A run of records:
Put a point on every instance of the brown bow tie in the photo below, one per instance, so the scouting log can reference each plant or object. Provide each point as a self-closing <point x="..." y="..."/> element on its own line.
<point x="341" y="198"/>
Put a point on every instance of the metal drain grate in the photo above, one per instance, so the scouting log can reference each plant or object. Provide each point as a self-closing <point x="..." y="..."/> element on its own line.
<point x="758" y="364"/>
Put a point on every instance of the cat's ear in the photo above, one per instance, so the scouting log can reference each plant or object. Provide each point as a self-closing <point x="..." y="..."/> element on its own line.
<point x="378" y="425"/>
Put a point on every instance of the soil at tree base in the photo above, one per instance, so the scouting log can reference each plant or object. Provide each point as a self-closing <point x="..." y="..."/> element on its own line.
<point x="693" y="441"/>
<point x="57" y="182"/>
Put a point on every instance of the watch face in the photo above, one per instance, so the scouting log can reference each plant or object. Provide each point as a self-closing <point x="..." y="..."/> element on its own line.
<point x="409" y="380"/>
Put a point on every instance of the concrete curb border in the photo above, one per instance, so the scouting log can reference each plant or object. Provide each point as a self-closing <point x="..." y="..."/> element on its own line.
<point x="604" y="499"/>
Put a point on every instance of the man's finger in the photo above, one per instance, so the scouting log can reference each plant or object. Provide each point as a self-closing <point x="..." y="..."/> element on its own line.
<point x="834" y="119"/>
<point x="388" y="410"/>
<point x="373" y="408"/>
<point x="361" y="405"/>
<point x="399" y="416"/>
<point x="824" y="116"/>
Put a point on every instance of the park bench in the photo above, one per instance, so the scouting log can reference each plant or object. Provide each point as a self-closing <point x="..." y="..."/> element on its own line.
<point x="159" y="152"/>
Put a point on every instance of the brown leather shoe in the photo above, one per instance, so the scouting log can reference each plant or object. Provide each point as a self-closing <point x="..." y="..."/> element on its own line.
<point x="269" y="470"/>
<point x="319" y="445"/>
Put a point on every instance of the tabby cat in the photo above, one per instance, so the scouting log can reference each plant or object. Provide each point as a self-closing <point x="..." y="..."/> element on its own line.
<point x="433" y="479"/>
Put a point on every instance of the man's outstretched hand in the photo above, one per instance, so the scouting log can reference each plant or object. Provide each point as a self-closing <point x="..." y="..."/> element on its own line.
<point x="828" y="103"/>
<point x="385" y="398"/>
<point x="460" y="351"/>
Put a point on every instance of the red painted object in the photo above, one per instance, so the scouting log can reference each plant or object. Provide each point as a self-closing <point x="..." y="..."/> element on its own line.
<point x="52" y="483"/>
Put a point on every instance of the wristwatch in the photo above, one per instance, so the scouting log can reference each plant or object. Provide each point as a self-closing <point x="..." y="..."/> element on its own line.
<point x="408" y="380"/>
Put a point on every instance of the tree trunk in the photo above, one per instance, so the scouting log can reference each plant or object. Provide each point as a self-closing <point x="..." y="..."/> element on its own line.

▶ **AIM**
Edit the records above so that "scouting log" becomes "survey log" wherever it occurs. Keep every other part of the records unchanged.

▶ **TASK SOLUTION**
Put a point on every instance of the brown bow tie in the photo below, one per instance, so the survey log can reference each plant or object. Provide each point as a self-closing <point x="..." y="..."/> element on its own line.
<point x="341" y="198"/>
Put a point on every instance of the metal drain grate in the photo above, one per instance, so the survey log can reference each plant or object. Provide each point as a self-closing <point x="..." y="..."/> element on its own line.
<point x="758" y="364"/>
Put a point on every instance of the cat's ear in the photo above, one per instance, so the survey log can reference each plant or object. Provide each point as a self-closing <point x="..." y="..."/> element on its own line.
<point x="378" y="425"/>
Put a point on every instance of the soil at tree base in the photo above, one per instance, so the survey log can reference each plant or object. Provide each point as a self-closing <point x="..." y="..."/> element on its own line.
<point x="693" y="441"/>
<point x="57" y="182"/>
Put a point on every instance of the watch face in the photo above, one per instance, so the survey log can reference each plant or object. Provide each point as a self-closing <point x="..." y="..."/> element on its own line.
<point x="409" y="380"/>
Put a point on every instance of the concrete curb border in the photo above, one per instance, so the survey log can reference each plant or object. Provide each point as a self-closing <point x="..." y="..."/> element on its own line.
<point x="604" y="499"/>
Put a point on every instance of the man's finger in the photo above, one per instance, so the survey log can reference each plant or object. Provide each point as a self-closing <point x="..." y="..."/> element on its own line.
<point x="834" y="119"/>
<point x="388" y="410"/>
<point x="373" y="408"/>
<point x="361" y="405"/>
<point x="399" y="416"/>
<point x="824" y="116"/>
Put a point on every instance of the park bench in the photo above, one per instance, so the survey log can reference each plant or object. Provide each point as a self-closing <point x="..." y="..."/> element on its own line.
<point x="159" y="152"/>
Put a point on every instance of the brown leather shoe in the photo above, one per instance, so the survey log can reference each plant or object. Provide each point as a self-closing <point x="..." y="..."/> element on its own line.
<point x="269" y="470"/>
<point x="319" y="445"/>
Put a point on every instance of the tabby cat in the photo above, one per instance, so the survey log can reference each plant or object. Provide each point as a self-closing <point x="..." y="..."/> element on its own line.
<point x="433" y="479"/>
Put a point on every instance of the man's outstretched hand in the photo above, one per instance, so the survey log can reference each plant or object. Provide each point as a self-closing <point x="..." y="..."/> element on its own line.
<point x="828" y="103"/>
<point x="385" y="398"/>
<point x="460" y="351"/>
Put a point on every instance of the red painted object in the photo above, one per instance, so the survey log can reference each plant or object. Provide each point as a self-closing <point x="..." y="..."/> element on its own line.
<point x="52" y="483"/>
Put a point on every instance of the wristwatch in the photo above, one per instance, so the survey log can reference each plant or object. Provide each point as a self-closing <point x="..." y="..."/> element on its own line.
<point x="408" y="380"/>
Put a point on every instance of the tree trunk in the photo above, one per instance, so the survey log can reference each plant or object. Provide each point as a self-closing <point x="..." y="..."/> element on its own line.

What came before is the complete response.